SELECTED TEXT:
START

Search code examples
pythonsqlloopsimpalamultiprocess

Running python multiprocesses from a dynamic sql list


Hi im trying to make my code a bit more dynamic and smart, to that end I want to call the functions I want to run through a dynamic list instead of having them hardcoded in. This will clean up the code and help with automatic rerun of failed scripts.

Below is a snippet of the code i have been working on. i generally get this error when running it

TypeError: 'str' object is not callable

 cursor = conn.cursor()
    cursor.execute(
        f'''select distinct caller from {db}.log a where a.log_text like 'Failed:%' and a.log_time > DATE_TRUNC('DAY', NOW()) and caller not in (select caller from {db}.log a where a.log_text like 'Done' and a.log_time > DATE_TRUNC('DAY', NOW()))''')
    df = as_pandas(cursor)
    print('The following scripts will be rerun')
    print(df)

    c = df['caller']

    processes = []
    # Loop over failed scripts/modules
    for mod in (c):  
        print(f'Rerun of {c}')
        p = multiprocessing.Process(target=mod, args=(db,))
        time.sleep(10)
        p.start()
        processes.append(p)

    for process in processes:
        process.join()

The full traceback error

Traceback (most recent call last): File "/home/xxx/anaconda3/lib/python3.6/multiprocessing/process.py", line 258, in _bootstrap self.run() File "/home/xxx/anaconda3/lib/python3.6/multiprocessing/process.py", line 93, in run self._target(*self._args, **self._kwargs) TypeError: 'str' object is not callable Process Process-2: Traceback (most recent call last): File "/home/xxx/anaconda3/lib/python3.6/multiprocessing/process.py", line 258, in _bootstrap self.run() File "/home/xxx/anaconda3/lib/python3.6/multiprocessing/process.py", line 93, in run self._target(*self._args, **self._kwargs) TypeError: 'str' object is not callable Process finished with exit code 0


Solution

  • So I found a solution to the problem, and posting it here in case anyone could use it in the future.

END

PROBLEMS:
(1) In the forum thread about running Python multiprocesses from an SQL list, what error does the poster say they generally get when running the code?
(2) Reproduce the part of the forum thread that opens with the words containing "Running python multiprocesses" and closes with "cursor = conn.cursor()".
(3) According to the forum thread, why does the poster want to call the functions through a dynamic list instead of hardcoding them?

ENTRIES:
START

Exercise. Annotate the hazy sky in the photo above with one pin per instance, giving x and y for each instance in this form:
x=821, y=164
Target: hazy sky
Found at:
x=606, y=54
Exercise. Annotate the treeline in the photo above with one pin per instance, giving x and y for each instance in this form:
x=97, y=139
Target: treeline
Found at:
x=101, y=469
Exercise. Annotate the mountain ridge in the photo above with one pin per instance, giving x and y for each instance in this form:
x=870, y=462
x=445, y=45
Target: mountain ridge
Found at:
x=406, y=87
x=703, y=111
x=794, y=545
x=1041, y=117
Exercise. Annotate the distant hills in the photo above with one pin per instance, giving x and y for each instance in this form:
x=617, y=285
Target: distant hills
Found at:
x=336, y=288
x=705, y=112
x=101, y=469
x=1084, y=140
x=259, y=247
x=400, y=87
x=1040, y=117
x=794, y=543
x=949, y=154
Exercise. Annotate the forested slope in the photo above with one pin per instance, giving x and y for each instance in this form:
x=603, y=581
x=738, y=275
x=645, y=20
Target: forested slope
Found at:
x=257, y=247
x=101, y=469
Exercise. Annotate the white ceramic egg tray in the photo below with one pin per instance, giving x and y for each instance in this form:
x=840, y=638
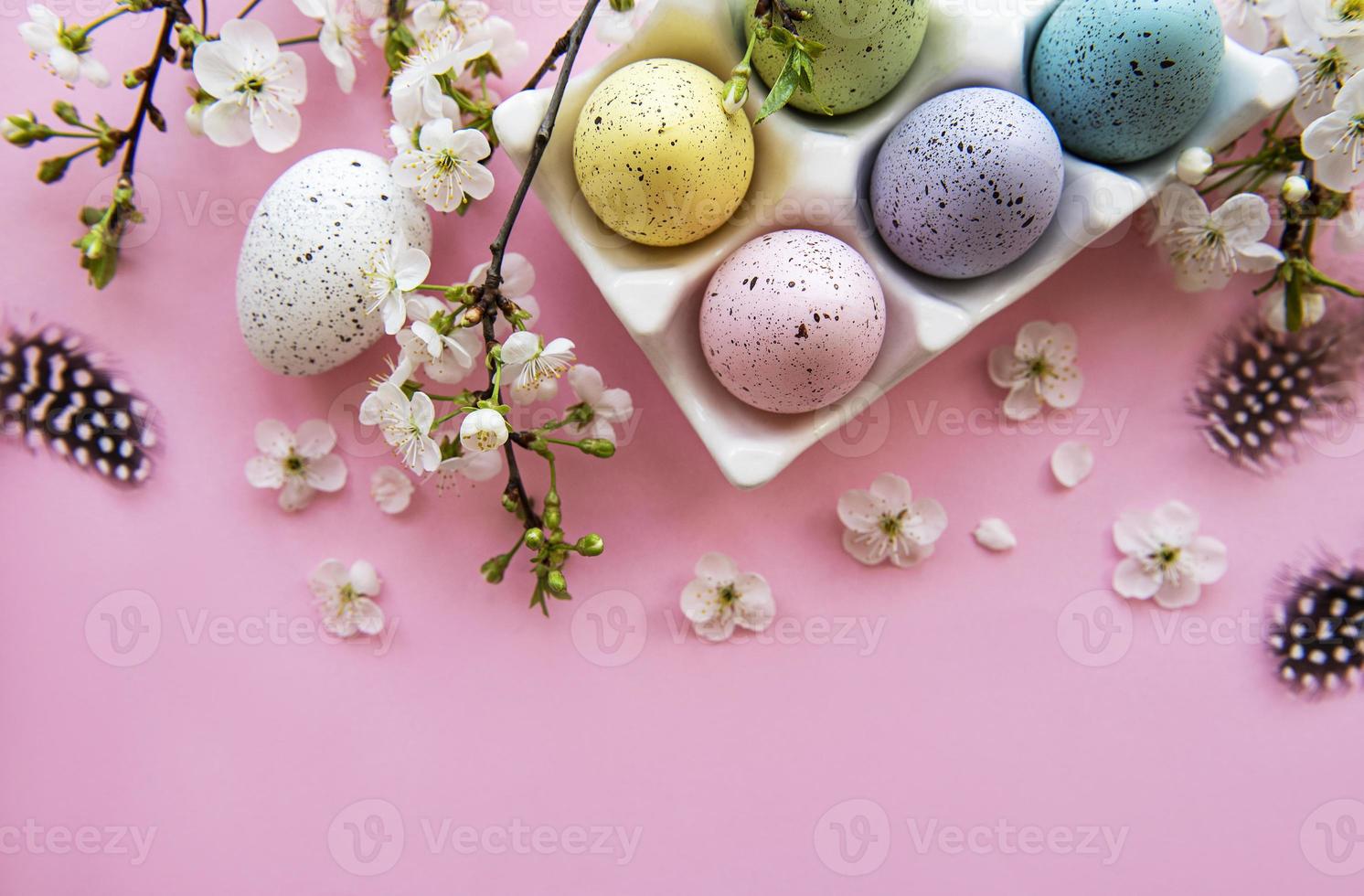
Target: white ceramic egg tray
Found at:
x=813, y=172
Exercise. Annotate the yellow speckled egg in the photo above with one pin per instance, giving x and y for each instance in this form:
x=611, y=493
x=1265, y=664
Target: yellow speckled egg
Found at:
x=656, y=155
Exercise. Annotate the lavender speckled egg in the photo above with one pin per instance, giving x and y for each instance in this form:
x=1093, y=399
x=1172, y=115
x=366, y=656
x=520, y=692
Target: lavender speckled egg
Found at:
x=793, y=321
x=300, y=297
x=1127, y=80
x=967, y=183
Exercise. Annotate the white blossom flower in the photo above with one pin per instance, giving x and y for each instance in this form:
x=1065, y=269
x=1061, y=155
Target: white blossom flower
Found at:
x=460, y=14
x=1336, y=141
x=720, y=598
x=517, y=282
x=446, y=357
x=443, y=168
x=405, y=424
x=483, y=430
x=391, y=274
x=887, y=524
x=1322, y=19
x=299, y=464
x=346, y=598
x=1322, y=69
x=614, y=27
x=505, y=48
x=416, y=91
x=1072, y=463
x=257, y=88
x=1167, y=558
x=1210, y=247
x=1248, y=22
x=531, y=363
x=67, y=49
x=391, y=490
x=1274, y=308
x=1039, y=368
x=598, y=407
x=995, y=535
x=476, y=466
x=1194, y=166
x=1348, y=229
x=337, y=38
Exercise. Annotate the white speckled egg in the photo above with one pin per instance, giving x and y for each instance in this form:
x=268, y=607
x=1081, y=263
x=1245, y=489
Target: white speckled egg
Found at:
x=656, y=155
x=793, y=321
x=300, y=297
x=869, y=45
x=967, y=183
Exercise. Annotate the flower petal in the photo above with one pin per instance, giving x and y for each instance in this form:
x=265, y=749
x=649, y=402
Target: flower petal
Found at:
x=296, y=494
x=859, y=510
x=1133, y=580
x=1175, y=595
x=274, y=440
x=717, y=569
x=868, y=547
x=315, y=438
x=1072, y=463
x=368, y=615
x=327, y=579
x=700, y=602
x=928, y=521
x=754, y=609
x=1004, y=367
x=1023, y=402
x=265, y=472
x=892, y=491
x=1206, y=560
x=227, y=123
x=1175, y=524
x=585, y=383
x=325, y=474
x=365, y=580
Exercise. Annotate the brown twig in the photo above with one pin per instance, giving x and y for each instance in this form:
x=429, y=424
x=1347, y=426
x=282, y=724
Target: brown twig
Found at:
x=490, y=299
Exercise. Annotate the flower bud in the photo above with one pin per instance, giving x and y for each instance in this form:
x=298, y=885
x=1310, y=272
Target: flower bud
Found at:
x=1195, y=165
x=598, y=448
x=494, y=569
x=735, y=91
x=1296, y=190
x=483, y=430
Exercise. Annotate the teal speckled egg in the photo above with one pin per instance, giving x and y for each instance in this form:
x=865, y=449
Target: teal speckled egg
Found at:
x=1125, y=80
x=869, y=45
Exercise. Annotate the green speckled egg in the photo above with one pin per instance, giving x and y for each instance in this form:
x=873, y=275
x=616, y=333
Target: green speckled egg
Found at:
x=656, y=155
x=869, y=45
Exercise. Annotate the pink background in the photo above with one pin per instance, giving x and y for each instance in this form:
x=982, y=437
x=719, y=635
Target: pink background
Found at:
x=970, y=708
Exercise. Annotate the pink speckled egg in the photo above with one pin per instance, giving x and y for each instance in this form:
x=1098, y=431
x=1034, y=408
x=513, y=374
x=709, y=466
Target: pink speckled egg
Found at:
x=793, y=321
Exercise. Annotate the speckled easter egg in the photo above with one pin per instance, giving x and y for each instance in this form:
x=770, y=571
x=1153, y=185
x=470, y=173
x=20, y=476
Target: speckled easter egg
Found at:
x=656, y=155
x=300, y=296
x=1125, y=80
x=793, y=321
x=967, y=183
x=869, y=45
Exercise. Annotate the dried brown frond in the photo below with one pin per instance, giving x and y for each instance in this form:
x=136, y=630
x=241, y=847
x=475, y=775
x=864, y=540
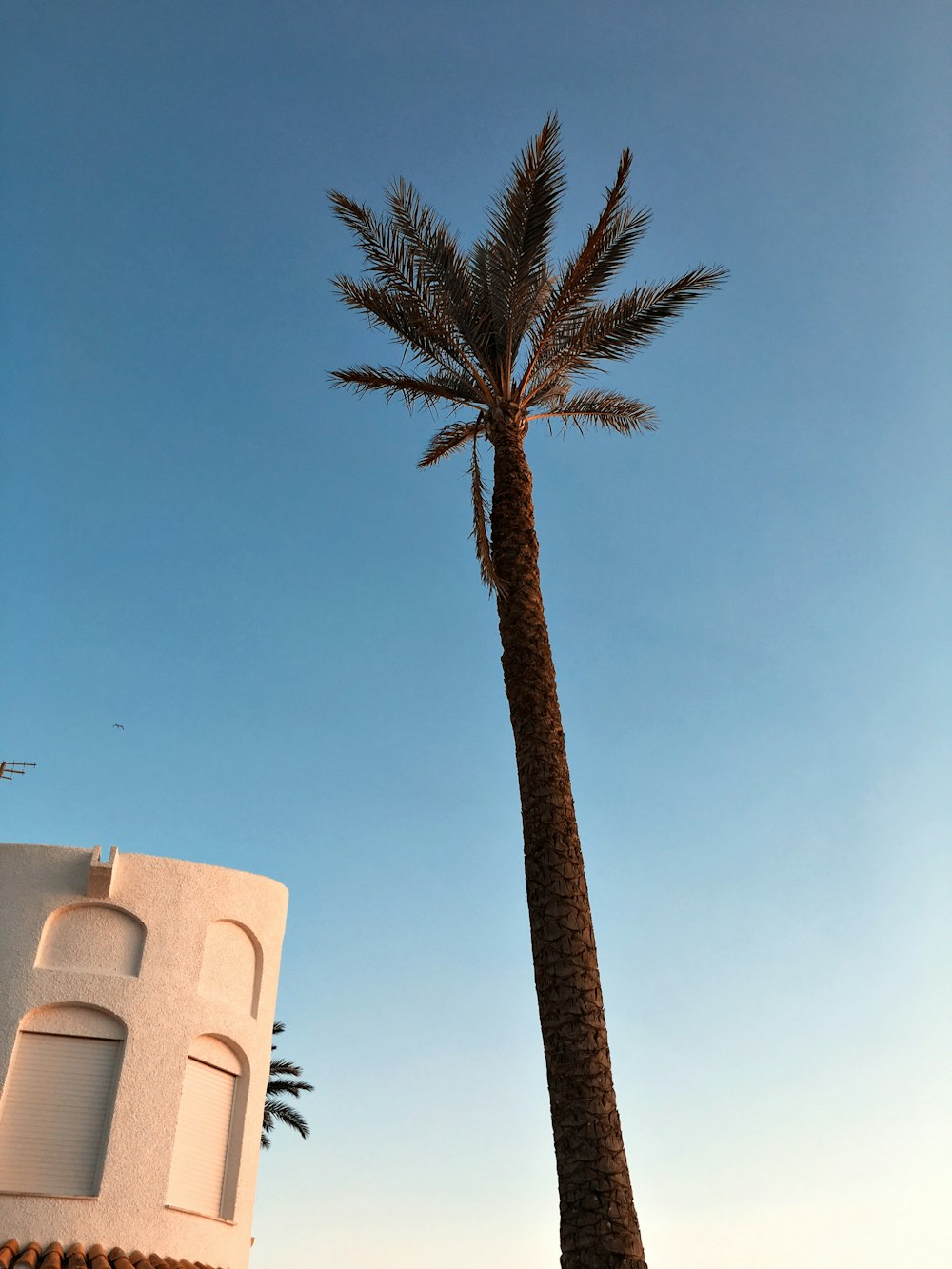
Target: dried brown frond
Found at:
x=521, y=226
x=437, y=255
x=429, y=389
x=604, y=410
x=617, y=330
x=480, y=513
x=607, y=247
x=448, y=439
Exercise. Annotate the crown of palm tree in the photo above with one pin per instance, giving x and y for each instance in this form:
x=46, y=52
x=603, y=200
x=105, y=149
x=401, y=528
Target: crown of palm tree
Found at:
x=502, y=331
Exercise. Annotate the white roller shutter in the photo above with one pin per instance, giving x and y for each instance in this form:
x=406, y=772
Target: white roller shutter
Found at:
x=55, y=1116
x=201, y=1154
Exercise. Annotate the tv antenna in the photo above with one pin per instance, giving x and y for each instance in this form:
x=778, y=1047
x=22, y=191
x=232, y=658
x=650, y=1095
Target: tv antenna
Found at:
x=8, y=768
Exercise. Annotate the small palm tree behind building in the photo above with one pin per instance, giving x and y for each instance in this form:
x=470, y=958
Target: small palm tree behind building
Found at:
x=285, y=1081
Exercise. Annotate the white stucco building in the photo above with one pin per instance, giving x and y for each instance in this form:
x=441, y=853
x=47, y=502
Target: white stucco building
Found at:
x=136, y=1008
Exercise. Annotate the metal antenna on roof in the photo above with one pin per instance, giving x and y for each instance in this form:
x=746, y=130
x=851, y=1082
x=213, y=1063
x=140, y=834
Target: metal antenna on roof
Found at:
x=8, y=768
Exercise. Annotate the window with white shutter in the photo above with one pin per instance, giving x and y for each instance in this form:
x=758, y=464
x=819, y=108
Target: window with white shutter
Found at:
x=55, y=1115
x=201, y=1157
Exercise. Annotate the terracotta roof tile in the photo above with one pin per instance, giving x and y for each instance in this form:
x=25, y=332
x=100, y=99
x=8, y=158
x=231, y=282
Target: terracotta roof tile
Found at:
x=33, y=1256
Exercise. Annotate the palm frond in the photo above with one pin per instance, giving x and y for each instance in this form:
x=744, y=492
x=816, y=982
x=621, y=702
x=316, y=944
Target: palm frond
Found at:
x=448, y=439
x=437, y=255
x=281, y=1066
x=426, y=389
x=521, y=226
x=604, y=410
x=586, y=273
x=616, y=330
x=286, y=1115
x=413, y=319
x=293, y=1088
x=282, y=1081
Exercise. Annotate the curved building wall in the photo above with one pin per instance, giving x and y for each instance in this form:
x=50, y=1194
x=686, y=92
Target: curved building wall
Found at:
x=175, y=963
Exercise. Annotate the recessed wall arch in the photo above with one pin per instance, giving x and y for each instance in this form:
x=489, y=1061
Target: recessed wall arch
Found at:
x=208, y=1153
x=231, y=966
x=57, y=1100
x=91, y=938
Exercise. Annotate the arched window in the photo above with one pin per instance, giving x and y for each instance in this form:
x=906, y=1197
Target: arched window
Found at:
x=91, y=938
x=231, y=966
x=57, y=1100
x=206, y=1158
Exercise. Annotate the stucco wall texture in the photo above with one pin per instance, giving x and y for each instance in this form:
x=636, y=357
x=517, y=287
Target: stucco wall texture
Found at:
x=189, y=983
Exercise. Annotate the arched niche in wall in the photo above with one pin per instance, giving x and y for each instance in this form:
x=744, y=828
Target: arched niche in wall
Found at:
x=91, y=938
x=208, y=1154
x=57, y=1100
x=231, y=966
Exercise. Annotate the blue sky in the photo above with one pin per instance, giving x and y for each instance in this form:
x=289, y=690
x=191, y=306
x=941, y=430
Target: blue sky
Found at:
x=749, y=608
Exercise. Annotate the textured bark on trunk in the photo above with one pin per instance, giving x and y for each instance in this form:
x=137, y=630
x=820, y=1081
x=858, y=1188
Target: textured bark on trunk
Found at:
x=600, y=1229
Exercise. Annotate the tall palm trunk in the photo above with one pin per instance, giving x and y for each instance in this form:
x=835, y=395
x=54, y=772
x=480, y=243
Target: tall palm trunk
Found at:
x=600, y=1229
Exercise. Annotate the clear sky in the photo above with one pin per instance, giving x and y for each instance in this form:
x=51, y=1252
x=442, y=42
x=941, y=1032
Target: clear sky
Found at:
x=749, y=608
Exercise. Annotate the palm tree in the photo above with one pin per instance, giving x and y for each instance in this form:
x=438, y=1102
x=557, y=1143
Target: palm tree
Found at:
x=284, y=1081
x=499, y=336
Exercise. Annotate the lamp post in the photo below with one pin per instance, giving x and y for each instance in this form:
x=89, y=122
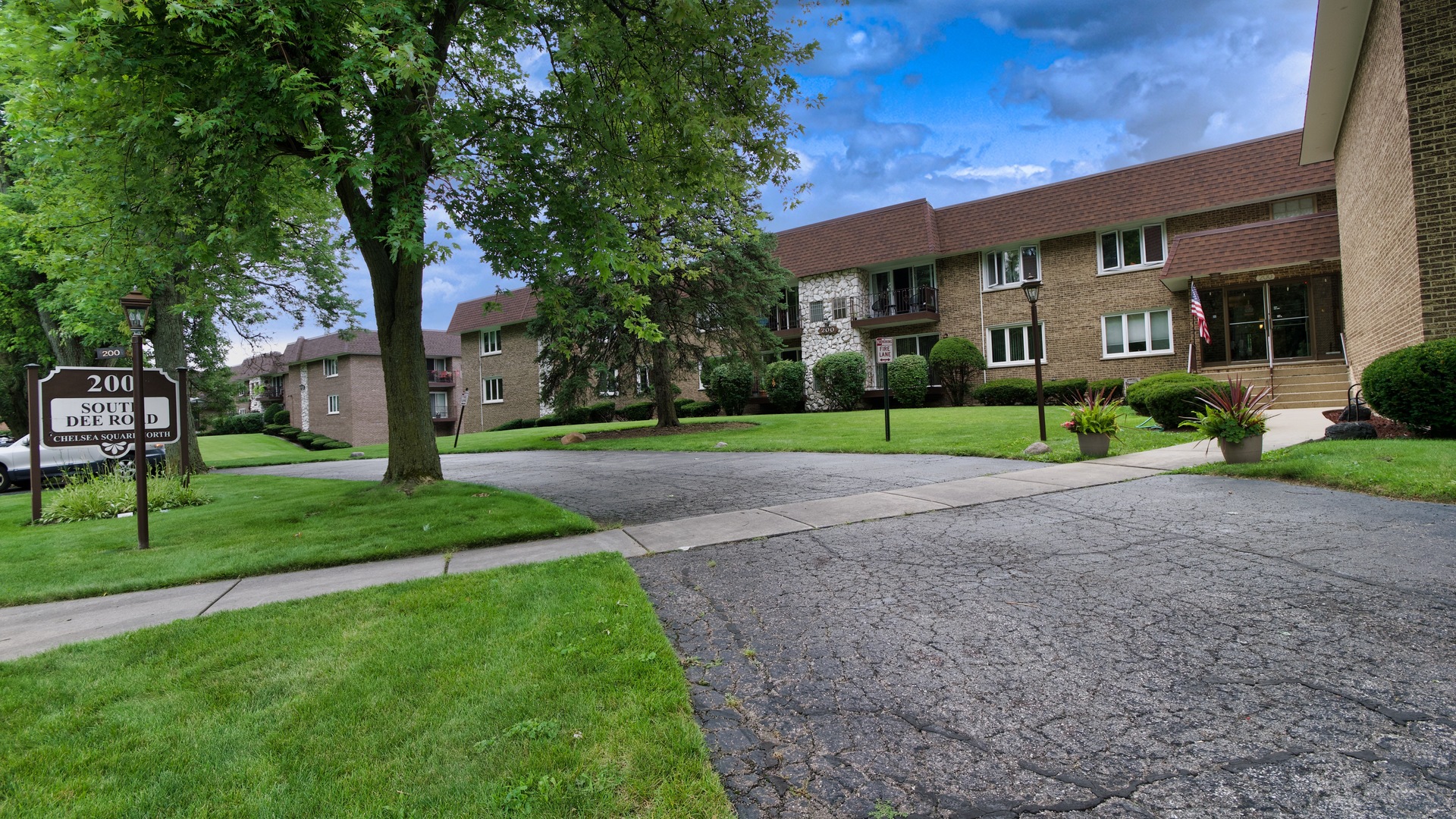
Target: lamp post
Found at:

END

SOLUTIONS FOR EACH TASK:
(1) TypeError: 'str' object is not callable

(2)
Running python multiprocesses from a dynamic sql list


Hi im trying to make my code a bit more dynamic and smart, to that end I want to call the functions I want to run through a dynamic list instead of having them hardcoded in. This will clean up the code and help with automatic rerun of failed scripts.

Below is a snippet of the code i have been working on. i generally get this error when running it

TypeError: 'str' object is not callable

 cursor = conn.cursor()

(3) The poster wants to make the code more dynamic and smart. Calling the functions through a dynamic list would clean up the code and help with the automatic rerun of failed scripts.